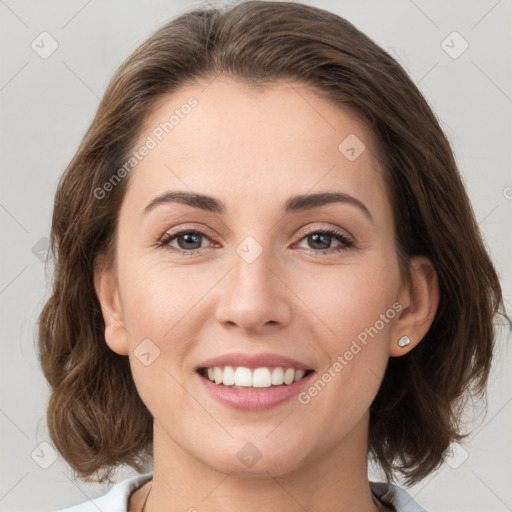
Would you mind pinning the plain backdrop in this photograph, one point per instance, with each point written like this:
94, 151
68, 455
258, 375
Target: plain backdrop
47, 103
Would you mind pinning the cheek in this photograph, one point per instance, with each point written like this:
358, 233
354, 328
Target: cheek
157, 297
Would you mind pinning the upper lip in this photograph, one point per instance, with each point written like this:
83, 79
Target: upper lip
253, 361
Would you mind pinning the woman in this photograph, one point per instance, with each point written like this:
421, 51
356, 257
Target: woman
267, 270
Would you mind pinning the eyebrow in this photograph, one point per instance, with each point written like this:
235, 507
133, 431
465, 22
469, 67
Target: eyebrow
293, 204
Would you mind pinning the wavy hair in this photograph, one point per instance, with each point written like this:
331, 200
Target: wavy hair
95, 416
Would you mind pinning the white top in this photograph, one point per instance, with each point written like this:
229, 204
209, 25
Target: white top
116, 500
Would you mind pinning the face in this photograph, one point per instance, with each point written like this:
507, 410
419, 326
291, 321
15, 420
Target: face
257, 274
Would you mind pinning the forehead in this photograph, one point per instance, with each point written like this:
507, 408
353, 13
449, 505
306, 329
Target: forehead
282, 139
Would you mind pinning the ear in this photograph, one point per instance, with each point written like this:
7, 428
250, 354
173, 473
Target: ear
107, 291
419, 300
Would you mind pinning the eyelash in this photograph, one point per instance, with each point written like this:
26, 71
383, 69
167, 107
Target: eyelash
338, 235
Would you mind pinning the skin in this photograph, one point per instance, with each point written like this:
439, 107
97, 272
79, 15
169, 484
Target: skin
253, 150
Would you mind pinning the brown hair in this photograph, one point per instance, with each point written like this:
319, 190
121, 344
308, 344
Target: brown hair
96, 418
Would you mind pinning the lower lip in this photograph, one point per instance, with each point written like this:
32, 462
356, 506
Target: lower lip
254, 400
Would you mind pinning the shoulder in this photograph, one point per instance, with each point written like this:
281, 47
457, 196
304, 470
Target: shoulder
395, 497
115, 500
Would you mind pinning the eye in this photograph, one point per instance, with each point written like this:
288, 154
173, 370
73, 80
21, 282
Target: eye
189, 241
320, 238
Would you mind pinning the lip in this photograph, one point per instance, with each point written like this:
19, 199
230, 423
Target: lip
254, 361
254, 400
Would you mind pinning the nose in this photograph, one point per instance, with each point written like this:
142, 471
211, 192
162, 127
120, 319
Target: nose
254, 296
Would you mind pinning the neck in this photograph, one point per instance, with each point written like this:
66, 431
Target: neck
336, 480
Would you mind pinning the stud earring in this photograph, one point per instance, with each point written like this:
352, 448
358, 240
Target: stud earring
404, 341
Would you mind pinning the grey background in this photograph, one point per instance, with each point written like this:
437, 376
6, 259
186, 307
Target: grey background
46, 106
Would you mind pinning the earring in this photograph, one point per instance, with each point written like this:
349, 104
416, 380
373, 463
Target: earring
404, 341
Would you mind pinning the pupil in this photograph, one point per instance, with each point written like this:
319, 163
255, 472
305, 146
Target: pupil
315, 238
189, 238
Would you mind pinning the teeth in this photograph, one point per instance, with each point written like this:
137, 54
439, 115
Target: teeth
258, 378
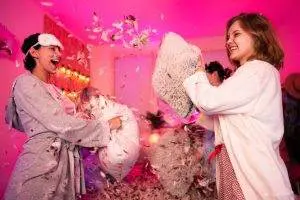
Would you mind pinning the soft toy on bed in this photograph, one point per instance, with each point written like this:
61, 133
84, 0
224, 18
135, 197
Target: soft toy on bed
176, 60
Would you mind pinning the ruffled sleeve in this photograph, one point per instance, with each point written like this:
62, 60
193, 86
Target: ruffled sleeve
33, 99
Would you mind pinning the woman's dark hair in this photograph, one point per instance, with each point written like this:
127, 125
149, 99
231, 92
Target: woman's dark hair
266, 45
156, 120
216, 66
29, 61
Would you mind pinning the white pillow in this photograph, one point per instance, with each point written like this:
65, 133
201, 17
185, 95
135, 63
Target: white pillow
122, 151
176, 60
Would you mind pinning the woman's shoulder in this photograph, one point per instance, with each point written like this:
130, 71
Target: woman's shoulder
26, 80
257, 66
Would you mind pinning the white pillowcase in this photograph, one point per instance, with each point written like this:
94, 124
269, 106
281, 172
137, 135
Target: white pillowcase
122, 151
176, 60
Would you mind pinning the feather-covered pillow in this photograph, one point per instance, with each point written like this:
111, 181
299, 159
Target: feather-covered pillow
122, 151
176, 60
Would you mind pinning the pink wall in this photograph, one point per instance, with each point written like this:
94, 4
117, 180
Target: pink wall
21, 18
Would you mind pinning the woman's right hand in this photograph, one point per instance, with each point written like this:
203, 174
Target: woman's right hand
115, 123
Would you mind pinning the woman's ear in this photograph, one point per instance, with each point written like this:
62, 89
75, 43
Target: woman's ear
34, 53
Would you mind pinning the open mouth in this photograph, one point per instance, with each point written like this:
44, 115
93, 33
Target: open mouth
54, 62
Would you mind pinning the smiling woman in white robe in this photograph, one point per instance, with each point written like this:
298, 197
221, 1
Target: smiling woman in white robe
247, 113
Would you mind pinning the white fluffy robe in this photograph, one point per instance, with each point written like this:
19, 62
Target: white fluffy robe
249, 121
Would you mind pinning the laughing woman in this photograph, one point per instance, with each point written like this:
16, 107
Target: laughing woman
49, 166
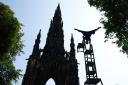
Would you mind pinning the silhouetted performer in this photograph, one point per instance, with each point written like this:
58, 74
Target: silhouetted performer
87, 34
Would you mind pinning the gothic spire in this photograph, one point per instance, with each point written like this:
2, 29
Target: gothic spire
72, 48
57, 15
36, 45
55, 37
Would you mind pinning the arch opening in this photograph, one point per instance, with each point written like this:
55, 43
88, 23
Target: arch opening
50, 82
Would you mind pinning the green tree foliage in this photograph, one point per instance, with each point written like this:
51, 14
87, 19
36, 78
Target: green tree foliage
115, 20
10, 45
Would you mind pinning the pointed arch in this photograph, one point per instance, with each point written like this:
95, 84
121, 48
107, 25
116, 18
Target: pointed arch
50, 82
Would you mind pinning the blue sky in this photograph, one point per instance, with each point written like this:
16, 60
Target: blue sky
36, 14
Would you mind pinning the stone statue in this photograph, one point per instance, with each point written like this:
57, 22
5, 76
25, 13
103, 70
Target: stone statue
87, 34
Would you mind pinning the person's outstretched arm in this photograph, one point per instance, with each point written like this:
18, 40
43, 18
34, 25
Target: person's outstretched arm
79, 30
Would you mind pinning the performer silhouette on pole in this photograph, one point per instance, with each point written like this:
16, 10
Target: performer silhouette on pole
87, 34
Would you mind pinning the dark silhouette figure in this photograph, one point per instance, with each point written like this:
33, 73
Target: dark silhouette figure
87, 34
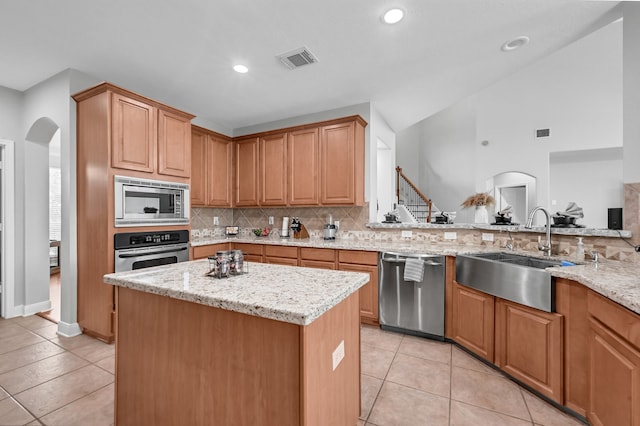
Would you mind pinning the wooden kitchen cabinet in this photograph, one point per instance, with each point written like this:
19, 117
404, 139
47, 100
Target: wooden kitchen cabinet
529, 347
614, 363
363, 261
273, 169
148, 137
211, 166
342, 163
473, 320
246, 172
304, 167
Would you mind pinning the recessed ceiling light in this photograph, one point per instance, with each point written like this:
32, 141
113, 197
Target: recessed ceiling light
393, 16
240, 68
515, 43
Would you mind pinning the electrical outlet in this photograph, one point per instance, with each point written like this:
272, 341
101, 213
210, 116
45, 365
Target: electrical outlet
-----
Exercise details: Look for the string "outlet" in the listing above and copy every line holding it.

Response to this exercise:
Would you mind pinning the electrical outlet in this photograph, one point per instance, with each point written like this:
Target: electrical outlet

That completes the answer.